Records from a data source
----------------
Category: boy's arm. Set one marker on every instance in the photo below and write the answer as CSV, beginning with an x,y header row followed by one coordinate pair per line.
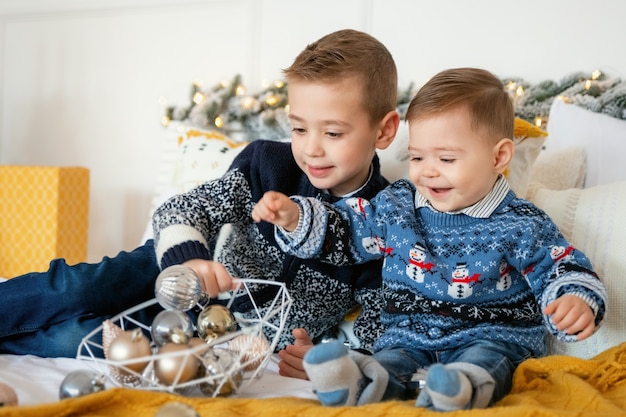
x,y
572,315
276,208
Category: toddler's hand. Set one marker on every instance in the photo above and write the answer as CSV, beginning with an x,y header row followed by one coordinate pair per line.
x,y
572,315
214,279
278,209
291,357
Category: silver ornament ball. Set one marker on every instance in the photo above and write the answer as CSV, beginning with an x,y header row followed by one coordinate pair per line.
x,y
171,326
214,321
178,288
81,382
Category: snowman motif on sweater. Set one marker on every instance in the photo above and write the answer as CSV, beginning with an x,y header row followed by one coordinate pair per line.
x,y
417,263
462,282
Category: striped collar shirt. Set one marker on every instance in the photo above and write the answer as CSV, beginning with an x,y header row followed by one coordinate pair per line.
x,y
483,208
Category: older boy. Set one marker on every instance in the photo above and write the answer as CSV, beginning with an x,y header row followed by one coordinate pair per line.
x,y
472,275
342,96
342,99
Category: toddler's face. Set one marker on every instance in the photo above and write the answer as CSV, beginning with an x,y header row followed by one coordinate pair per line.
x,y
332,139
452,165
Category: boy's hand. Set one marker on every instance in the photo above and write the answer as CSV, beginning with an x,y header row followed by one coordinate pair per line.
x,y
214,279
572,314
291,357
278,209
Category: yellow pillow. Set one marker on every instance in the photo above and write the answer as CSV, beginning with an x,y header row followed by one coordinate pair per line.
x,y
528,140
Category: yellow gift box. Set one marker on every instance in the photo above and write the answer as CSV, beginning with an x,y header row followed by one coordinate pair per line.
x,y
44,214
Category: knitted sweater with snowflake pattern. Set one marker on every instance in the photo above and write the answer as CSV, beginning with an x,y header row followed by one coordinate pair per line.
x,y
449,279
322,294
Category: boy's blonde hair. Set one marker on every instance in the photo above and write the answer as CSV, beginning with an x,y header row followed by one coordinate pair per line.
x,y
350,53
484,95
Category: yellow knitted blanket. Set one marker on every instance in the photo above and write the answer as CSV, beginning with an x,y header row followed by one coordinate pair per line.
x,y
546,387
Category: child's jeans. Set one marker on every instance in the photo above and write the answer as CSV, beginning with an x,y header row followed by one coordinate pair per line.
x,y
499,359
48,314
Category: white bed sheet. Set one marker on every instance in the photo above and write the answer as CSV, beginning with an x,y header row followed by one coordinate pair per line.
x,y
38,380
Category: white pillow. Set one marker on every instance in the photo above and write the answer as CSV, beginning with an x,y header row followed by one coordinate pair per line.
x,y
602,137
593,220
203,155
558,169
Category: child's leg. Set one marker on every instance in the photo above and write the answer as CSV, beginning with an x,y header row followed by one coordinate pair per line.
x,y
487,365
343,377
47,314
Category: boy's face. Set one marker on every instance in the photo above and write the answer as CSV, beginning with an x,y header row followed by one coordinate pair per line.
x,y
452,165
332,139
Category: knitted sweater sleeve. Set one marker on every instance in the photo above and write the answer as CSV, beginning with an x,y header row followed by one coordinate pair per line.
x,y
328,231
557,268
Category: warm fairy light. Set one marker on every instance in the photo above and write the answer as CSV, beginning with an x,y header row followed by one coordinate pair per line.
x,y
198,97
247,102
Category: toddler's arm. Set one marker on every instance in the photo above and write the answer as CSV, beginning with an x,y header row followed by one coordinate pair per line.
x,y
571,314
278,209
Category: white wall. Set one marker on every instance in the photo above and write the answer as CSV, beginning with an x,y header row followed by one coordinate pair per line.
x,y
80,81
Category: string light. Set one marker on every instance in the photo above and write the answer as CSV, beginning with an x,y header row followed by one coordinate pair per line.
x,y
198,97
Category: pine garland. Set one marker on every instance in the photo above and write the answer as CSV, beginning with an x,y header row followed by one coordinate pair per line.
x,y
227,108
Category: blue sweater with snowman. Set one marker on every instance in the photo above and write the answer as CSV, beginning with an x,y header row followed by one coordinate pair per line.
x,y
449,279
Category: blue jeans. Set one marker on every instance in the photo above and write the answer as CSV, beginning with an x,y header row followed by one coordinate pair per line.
x,y
47,314
499,359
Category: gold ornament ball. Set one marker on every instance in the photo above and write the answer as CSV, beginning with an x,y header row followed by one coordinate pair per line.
x,y
128,345
214,321
176,364
8,396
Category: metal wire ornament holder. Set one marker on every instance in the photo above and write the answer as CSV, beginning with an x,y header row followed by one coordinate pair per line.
x,y
267,319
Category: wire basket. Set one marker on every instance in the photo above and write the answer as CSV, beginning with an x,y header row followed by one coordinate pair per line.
x,y
222,377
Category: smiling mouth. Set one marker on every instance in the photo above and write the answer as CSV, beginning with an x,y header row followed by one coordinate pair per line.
x,y
319,171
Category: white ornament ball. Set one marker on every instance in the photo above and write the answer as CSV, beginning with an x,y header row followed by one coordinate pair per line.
x,y
175,364
129,345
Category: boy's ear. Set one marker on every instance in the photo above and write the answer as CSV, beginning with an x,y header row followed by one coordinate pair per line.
x,y
388,129
503,153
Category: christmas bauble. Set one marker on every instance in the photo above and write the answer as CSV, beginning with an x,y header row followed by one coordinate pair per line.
x,y
224,366
81,382
128,345
8,396
176,409
178,288
171,326
251,349
214,321
176,364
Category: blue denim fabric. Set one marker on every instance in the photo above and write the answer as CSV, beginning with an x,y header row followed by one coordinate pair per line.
x,y
499,359
47,314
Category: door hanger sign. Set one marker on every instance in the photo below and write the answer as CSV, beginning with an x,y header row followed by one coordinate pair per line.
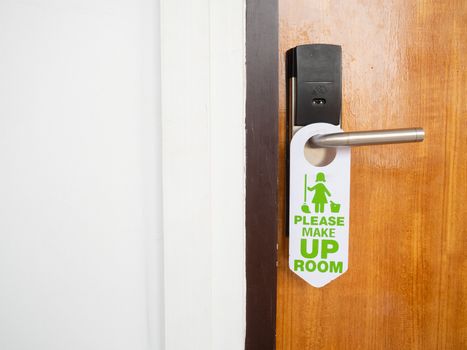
x,y
318,210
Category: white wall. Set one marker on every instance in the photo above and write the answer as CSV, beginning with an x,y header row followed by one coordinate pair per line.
x,y
80,238
203,113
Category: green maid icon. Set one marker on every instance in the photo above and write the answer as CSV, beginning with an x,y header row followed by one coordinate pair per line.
x,y
321,193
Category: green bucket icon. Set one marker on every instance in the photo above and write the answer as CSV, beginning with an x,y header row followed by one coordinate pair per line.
x,y
335,207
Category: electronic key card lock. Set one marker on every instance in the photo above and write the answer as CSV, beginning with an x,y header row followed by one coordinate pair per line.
x,y
319,162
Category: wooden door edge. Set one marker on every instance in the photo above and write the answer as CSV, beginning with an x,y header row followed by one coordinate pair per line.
x,y
261,172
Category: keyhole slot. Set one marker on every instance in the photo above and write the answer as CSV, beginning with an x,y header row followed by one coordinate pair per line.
x,y
319,101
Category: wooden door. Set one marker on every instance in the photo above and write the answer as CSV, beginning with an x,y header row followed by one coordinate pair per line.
x,y
404,65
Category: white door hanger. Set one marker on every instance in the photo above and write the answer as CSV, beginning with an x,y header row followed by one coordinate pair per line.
x,y
319,156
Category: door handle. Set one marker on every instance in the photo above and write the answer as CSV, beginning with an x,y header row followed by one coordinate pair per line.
x,y
364,138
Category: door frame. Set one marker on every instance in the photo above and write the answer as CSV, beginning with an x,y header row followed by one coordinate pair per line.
x,y
262,157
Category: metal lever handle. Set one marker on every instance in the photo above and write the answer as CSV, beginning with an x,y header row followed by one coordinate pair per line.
x,y
363,138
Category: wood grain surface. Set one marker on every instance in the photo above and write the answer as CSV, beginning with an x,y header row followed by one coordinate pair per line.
x,y
404,65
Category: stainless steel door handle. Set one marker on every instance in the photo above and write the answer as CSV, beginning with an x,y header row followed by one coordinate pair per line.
x,y
364,138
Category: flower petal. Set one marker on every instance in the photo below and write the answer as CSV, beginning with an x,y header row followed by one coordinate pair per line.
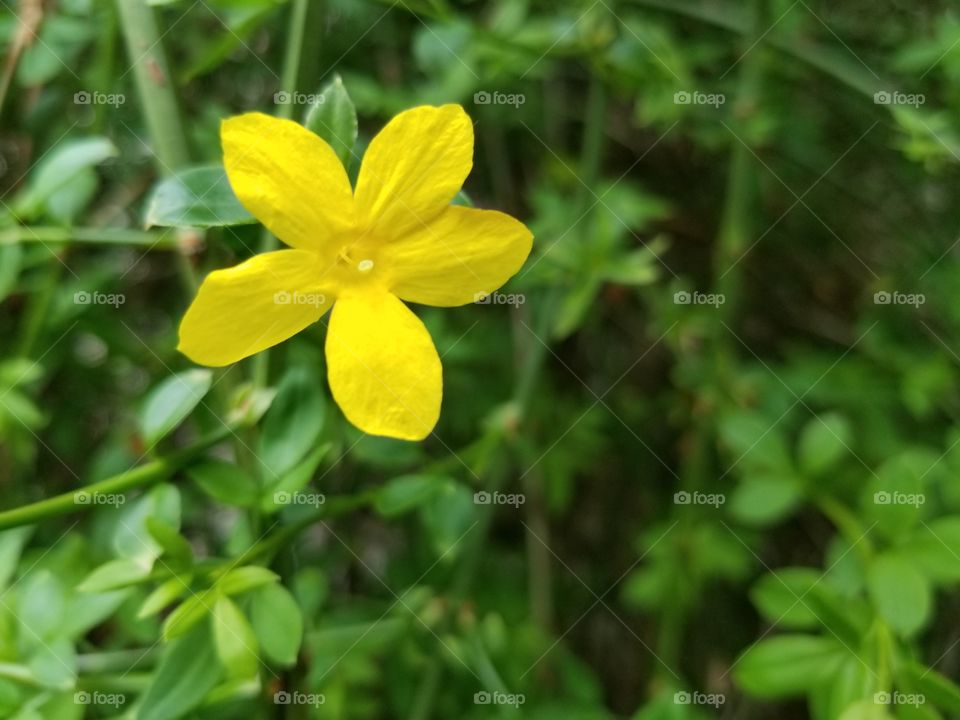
x,y
383,368
463,253
255,305
288,178
413,168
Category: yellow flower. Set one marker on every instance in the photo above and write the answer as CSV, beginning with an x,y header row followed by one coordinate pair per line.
x,y
362,251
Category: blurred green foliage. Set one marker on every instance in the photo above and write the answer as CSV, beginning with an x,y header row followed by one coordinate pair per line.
x,y
707,467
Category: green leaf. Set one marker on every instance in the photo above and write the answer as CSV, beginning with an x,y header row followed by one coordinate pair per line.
x,y
765,499
11,259
225,482
188,614
939,690
866,710
240,580
11,546
406,493
754,442
894,497
900,592
787,665
293,424
41,606
293,480
782,597
132,538
197,197
54,664
171,402
58,168
164,594
449,517
334,118
935,546
823,442
278,624
187,672
235,641
850,683
115,574
175,547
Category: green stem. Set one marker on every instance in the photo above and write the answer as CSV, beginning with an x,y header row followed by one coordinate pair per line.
x,y
138,477
735,227
531,355
154,85
289,83
158,101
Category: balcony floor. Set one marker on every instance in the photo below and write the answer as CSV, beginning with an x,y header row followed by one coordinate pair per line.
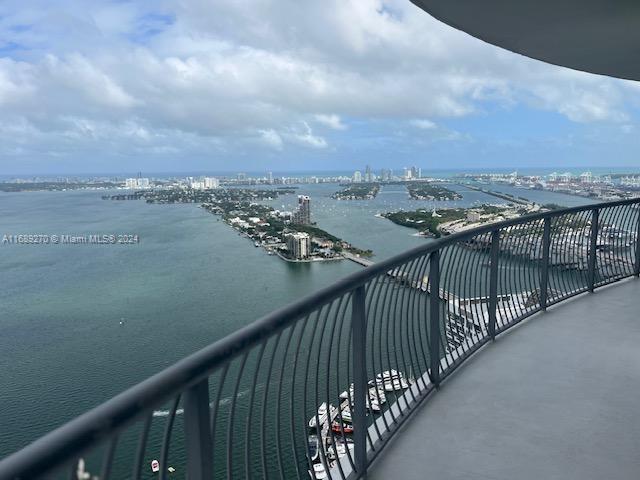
x,y
555,398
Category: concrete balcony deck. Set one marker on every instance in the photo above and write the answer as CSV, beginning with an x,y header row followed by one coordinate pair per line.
x,y
555,398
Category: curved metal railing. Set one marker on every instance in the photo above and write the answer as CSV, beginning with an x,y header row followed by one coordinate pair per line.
x,y
319,387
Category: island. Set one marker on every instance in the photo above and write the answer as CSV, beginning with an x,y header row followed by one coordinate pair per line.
x,y
359,191
280,233
430,191
452,220
56,186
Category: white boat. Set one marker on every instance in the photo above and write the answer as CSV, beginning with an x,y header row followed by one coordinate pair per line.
x,y
318,471
322,416
391,380
346,414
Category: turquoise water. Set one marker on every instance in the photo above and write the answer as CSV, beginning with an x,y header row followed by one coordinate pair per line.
x,y
81,323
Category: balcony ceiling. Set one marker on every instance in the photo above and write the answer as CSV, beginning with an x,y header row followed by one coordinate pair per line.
x,y
597,36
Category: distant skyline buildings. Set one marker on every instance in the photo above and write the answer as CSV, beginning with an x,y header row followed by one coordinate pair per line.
x,y
108,100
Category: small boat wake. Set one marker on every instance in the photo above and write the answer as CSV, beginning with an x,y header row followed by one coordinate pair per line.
x,y
180,411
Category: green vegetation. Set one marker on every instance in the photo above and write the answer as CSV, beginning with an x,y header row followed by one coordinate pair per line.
x,y
360,191
424,221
----------------
WHAT THE TASK REQUIRES: This exercise asks for the line with "Category: distant skyline" and all lines after it through the end of the records above, retyped exactly and with nothing else.

RESPONSE TO THIS EXERCISE:
Category: distant skyline buildings. Set one marker on every instance in the photo above and write the answer as CSV, beginning with an x,y header row followed by one coordinate pair per line.
x,y
108,100
Category: small boat wake. Set one marker on every instance in the photo above and write the answer as CSV, beginning with an x,y header row followed by one coordinate pair per line.
x,y
180,411
Category: green vegetation. Set one marker on every instance in the photo above and write the answer as CSV, beginning with an x,y header row followed by one coordinate pair per line.
x,y
360,191
424,221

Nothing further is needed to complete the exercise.